Lift out all lines below that contain "instance".

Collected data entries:

▼

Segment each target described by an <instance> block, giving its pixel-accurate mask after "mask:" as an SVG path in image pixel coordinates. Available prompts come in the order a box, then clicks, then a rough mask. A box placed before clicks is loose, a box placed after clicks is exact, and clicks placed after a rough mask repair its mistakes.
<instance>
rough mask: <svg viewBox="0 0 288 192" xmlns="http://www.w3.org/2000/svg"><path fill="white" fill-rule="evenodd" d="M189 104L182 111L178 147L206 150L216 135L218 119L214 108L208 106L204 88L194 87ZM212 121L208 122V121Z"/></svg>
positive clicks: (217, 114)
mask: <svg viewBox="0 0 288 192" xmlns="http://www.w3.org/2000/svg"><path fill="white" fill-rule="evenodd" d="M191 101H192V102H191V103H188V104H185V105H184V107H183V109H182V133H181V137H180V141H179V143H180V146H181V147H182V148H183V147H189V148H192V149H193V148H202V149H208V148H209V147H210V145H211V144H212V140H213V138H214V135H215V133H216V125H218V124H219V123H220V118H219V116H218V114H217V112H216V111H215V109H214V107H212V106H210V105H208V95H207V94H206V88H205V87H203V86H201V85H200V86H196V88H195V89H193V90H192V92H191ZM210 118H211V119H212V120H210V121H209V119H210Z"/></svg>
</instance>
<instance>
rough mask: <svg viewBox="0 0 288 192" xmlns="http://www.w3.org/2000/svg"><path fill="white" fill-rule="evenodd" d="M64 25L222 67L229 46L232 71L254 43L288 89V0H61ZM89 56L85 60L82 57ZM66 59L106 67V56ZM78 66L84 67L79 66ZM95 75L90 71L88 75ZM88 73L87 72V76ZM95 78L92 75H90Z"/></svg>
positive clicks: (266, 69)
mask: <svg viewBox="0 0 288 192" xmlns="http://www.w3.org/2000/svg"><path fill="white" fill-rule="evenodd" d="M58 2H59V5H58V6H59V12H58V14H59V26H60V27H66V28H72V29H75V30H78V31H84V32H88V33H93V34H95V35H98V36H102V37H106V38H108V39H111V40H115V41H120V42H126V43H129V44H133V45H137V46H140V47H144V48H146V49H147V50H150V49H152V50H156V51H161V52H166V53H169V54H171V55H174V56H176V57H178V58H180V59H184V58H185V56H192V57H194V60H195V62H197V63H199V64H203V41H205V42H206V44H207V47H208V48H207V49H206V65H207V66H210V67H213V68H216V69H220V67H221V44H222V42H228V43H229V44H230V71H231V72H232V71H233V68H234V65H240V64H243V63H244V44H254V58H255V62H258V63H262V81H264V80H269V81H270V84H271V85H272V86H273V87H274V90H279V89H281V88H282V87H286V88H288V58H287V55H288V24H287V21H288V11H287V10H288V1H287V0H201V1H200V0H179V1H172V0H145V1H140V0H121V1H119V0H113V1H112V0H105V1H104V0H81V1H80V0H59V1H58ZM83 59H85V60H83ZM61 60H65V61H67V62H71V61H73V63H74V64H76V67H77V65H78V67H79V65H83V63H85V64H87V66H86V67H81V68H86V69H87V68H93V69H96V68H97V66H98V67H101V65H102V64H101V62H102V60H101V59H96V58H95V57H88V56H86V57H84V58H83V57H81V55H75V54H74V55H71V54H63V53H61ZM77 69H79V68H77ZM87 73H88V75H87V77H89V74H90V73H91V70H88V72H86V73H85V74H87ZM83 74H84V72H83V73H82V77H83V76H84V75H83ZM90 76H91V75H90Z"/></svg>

▲

■ Answer to this task ■
Segment each target described by an <instance> block, giving its pixel-accurate mask after "mask:" as an SVG path in image pixel coordinates. Available prompts come in the order a box, then clicks, then a rough mask. A box placed before clicks is loose, a box placed after clicks is exact, and clicks placed after a rough mask repair its mistakes.
<instance>
</instance>
<instance>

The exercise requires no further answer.